* [What is expected]
Rewrite the rows starting with the line that contains "Could you point to every instance of the snow on" and going on through the line that contains "<point>385,197</point>", replacing "wb group logo" with "WB Group logo" and leaving all else unchanged. Return only those lines.

* [Supplied information]
▶
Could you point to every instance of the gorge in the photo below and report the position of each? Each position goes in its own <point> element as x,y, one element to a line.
◀
▶
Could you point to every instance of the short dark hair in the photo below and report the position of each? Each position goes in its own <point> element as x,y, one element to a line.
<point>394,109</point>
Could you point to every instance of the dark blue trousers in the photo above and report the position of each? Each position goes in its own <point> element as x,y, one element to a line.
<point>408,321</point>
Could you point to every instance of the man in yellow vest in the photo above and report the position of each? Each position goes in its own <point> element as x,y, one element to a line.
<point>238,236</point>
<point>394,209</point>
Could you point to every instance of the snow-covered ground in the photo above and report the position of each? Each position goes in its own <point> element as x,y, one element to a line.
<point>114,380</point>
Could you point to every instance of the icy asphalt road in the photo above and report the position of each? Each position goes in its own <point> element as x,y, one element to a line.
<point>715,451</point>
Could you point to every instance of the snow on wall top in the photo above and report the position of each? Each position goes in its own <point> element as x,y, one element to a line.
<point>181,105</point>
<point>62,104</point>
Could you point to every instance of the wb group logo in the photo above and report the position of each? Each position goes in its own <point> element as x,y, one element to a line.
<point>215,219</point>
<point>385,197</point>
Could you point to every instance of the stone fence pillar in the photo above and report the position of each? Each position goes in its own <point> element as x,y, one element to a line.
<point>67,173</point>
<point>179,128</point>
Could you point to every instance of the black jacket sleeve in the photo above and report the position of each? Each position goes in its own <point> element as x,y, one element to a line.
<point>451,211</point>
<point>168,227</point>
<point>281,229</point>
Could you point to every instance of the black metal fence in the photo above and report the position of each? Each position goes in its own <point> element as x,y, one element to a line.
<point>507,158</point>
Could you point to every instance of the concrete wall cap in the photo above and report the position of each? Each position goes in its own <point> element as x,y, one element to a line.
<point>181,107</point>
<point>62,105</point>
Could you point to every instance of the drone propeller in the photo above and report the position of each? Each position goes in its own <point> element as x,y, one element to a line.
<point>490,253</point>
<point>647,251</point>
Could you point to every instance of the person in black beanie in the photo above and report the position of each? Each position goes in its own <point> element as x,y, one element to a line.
◀
* [Answer for the task]
Could you point to every instance of the snow on wall top in the photo above and report the position of each? Each position goes in its own <point> element as x,y, one element to a line.
<point>181,105</point>
<point>62,104</point>
Could you point to every instance of the WB Group logo in the photo above and report the position of each? Each position goes in its own <point> element as x,y, one element to a line.
<point>215,219</point>
<point>385,197</point>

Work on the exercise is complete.